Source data

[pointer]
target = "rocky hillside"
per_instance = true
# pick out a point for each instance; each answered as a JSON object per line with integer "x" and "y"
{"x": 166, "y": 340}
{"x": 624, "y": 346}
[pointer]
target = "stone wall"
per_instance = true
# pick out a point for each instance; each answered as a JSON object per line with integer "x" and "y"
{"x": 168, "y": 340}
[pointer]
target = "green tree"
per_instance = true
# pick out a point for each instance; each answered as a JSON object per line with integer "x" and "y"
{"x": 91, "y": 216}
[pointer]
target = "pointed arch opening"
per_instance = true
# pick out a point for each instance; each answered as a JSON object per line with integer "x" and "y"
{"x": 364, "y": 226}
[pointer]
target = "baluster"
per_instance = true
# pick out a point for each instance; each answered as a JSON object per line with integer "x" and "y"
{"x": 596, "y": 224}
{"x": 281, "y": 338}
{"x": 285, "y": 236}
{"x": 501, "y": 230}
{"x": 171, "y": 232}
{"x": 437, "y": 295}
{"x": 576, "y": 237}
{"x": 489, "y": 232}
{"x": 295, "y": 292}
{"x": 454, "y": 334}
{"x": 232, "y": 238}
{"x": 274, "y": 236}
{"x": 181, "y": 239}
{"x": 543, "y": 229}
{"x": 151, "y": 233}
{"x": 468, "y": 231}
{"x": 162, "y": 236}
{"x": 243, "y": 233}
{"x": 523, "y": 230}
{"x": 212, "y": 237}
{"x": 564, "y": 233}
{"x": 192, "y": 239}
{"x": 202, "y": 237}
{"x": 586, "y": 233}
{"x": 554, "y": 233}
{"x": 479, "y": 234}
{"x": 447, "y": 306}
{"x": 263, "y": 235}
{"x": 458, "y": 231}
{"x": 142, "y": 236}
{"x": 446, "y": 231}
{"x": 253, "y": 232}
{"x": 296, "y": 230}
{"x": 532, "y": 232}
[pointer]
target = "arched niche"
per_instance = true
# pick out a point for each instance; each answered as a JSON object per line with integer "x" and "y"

WORK TO COMPLETE »
Pull out each line of the material above that contains the string "target".

SOLUTION BELOW »
target = "rocky hillside"
target = "stone wall"
target = "green tree"
target = "pointed arch opening"
target = "baluster"
target = "arched niche"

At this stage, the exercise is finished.